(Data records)

★ ★ ★ ★

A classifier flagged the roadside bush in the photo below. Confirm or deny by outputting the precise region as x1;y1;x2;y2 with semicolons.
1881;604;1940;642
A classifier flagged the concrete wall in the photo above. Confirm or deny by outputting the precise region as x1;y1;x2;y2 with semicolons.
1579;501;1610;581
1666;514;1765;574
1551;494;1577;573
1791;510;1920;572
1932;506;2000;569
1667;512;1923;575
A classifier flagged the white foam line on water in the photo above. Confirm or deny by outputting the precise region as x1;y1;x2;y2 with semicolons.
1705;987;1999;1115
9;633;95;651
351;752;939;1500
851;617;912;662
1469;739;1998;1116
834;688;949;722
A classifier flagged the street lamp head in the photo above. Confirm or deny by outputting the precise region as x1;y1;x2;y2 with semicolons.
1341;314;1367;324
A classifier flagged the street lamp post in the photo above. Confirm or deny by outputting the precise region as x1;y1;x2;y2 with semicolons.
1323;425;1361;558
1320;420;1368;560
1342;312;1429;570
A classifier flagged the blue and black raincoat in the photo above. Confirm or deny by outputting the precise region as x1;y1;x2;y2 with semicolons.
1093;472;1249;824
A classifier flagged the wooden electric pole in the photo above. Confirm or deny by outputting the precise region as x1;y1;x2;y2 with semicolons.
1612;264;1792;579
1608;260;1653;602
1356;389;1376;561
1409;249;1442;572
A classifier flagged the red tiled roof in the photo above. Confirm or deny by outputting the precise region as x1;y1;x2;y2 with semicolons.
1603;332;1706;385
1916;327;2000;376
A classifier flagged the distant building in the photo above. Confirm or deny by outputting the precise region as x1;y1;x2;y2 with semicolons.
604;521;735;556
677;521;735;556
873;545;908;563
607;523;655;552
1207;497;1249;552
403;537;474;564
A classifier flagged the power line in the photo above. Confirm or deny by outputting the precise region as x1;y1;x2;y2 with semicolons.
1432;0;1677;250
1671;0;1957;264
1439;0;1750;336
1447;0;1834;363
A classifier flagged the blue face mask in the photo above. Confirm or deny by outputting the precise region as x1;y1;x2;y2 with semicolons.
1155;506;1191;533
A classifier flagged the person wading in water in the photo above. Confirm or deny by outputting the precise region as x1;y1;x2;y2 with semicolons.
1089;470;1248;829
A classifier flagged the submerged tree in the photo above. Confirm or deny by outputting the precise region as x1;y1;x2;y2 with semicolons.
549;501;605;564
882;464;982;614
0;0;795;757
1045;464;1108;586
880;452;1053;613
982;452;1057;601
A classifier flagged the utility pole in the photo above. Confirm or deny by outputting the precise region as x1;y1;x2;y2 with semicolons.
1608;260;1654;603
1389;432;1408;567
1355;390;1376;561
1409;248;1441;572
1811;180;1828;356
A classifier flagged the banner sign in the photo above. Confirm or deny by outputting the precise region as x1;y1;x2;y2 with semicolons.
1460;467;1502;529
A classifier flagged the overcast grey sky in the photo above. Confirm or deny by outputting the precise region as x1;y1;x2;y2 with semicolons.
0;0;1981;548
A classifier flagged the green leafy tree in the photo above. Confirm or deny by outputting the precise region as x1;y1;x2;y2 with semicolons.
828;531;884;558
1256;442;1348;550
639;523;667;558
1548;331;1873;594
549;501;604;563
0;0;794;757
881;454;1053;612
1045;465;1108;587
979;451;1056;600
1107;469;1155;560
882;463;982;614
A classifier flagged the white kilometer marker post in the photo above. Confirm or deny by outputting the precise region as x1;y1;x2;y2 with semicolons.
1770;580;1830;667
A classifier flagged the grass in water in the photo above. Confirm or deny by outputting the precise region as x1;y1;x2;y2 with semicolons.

★ ★ ★ ★

Your goal: All lines from the one with "A classifier flagged the green" to the end of the records must be set down exactly. Skip every line before it.

Reply:
A classifier flagged the green leafy tree in the photo above. Confirm or deny by outputting the precise region as x1;y1;x2;y2 with semicolons.
828;531;884;558
1256;442;1348;550
639;523;667;558
1548;331;1873;594
549;501;604;563
0;0;794;757
881;454;1053;612
1045;465;1108;587
979;451;1056;600
1107;469;1155;560
882;463;982;614
A classifier flagged the white kilometer marker post in the photo above. Confirm or deny by outputting the precise region as x1;y1;x2;y2 with semicolons.
1770;580;1830;667
A classifier flagged the grass in water in the photo above. Confirm or deny by outputting the precise region as x1;y1;x2;y2 with semicolons.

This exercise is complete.